# WHAT YOU HAVE TO DO
From the top of the entries below through the line containing "35L366 36L367 27L356", return every line exactly as written, please, and stop there.

# Dataset entries
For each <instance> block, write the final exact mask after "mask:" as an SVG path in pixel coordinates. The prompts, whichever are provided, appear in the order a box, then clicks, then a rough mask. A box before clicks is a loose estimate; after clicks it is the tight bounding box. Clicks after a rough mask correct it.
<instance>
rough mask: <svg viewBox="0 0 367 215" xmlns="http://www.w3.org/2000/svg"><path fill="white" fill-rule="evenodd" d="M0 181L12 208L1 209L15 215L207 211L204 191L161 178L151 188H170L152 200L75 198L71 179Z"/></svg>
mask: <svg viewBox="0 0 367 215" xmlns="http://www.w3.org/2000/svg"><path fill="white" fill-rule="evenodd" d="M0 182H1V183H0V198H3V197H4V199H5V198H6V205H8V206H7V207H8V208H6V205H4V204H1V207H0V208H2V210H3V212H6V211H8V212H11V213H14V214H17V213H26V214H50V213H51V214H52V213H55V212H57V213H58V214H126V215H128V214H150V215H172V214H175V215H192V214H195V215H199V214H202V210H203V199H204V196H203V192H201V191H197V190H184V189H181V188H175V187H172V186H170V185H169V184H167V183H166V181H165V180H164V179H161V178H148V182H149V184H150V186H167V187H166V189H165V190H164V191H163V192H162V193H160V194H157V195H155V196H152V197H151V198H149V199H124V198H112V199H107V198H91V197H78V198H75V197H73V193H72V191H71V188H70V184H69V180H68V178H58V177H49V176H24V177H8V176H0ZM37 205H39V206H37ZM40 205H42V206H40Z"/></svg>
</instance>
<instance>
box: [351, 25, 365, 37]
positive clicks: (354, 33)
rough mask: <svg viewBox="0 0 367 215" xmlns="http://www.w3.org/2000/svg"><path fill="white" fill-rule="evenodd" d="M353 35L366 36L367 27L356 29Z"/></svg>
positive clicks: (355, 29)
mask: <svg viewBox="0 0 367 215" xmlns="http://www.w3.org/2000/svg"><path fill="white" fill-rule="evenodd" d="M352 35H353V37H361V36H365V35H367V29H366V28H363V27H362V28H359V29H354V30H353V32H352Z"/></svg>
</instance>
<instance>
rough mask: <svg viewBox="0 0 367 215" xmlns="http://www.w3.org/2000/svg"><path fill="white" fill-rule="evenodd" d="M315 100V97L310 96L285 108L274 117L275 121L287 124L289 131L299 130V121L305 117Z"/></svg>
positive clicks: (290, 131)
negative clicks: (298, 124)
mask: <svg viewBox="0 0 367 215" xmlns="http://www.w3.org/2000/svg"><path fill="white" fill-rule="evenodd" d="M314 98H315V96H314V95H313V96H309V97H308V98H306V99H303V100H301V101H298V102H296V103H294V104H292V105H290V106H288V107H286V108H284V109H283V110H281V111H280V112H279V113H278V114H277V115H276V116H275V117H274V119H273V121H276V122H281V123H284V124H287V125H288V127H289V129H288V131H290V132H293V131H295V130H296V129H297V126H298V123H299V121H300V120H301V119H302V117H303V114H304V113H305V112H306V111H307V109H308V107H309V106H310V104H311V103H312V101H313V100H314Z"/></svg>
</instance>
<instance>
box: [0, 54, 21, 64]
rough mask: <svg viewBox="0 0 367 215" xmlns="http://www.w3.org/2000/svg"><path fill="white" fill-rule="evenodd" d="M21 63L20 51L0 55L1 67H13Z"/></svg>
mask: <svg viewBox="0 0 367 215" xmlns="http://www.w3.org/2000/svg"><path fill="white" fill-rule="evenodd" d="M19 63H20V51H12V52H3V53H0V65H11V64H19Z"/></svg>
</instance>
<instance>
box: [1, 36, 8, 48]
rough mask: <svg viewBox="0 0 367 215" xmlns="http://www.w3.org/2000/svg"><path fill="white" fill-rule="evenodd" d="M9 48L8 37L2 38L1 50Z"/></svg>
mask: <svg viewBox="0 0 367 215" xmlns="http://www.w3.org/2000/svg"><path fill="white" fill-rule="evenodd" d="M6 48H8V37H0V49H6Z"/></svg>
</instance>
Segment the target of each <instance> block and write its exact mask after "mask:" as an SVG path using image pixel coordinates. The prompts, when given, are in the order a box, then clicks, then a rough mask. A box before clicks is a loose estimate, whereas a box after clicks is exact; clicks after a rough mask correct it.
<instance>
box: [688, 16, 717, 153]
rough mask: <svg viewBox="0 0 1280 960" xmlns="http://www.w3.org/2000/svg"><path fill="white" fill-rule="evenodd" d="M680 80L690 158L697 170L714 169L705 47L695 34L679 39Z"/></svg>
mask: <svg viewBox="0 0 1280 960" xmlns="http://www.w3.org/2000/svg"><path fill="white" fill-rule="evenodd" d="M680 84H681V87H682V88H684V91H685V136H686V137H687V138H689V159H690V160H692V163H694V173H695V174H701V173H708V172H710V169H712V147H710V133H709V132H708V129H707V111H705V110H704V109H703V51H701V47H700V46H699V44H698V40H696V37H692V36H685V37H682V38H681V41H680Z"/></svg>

# REPLY
For each <instance> block, write the final exact mask after "mask:" as an SVG path in pixel coordinates. The prompts, whichever are provided, appear in the order a box, then clicks, then a rough mask. A box before clicks is a loose estimate; after clicks it is the tight bounding box. Clicks after a rough mask correct it.
<instance>
rough mask: <svg viewBox="0 0 367 215" xmlns="http://www.w3.org/2000/svg"><path fill="white" fill-rule="evenodd" d="M0 181L12 208L1 209L15 215L207 211L204 191L161 178L151 188H170L152 200L75 198L71 179Z"/></svg>
mask: <svg viewBox="0 0 367 215" xmlns="http://www.w3.org/2000/svg"><path fill="white" fill-rule="evenodd" d="M0 182H1V183H0V198H3V197H4V199H5V198H6V205H8V206H7V207H8V208H6V205H4V204H1V207H0V208H2V210H3V212H6V211H8V212H11V213H14V214H17V213H26V214H50V213H51V214H52V213H55V212H57V213H58V214H126V215H128V214H150V215H172V214H175V215H192V214H195V215H199V214H202V210H203V199H204V196H203V192H201V191H197V190H184V189H181V188H175V187H172V186H170V185H169V184H167V183H166V181H165V180H164V179H161V178H148V182H149V184H150V186H167V187H166V189H165V190H164V191H163V192H162V193H160V194H157V195H155V196H152V197H151V198H149V199H124V198H112V199H107V198H91V197H78V198H75V197H73V193H72V191H71V188H70V184H69V180H68V178H58V177H49V176H24V177H8V176H0ZM37 205H39V206H37ZM40 205H42V206H40Z"/></svg>
</instance>
<instance>
box: [351, 25, 365, 37]
positive clicks: (354, 33)
rough mask: <svg viewBox="0 0 367 215" xmlns="http://www.w3.org/2000/svg"><path fill="white" fill-rule="evenodd" d="M353 35L366 36L367 27L356 29Z"/></svg>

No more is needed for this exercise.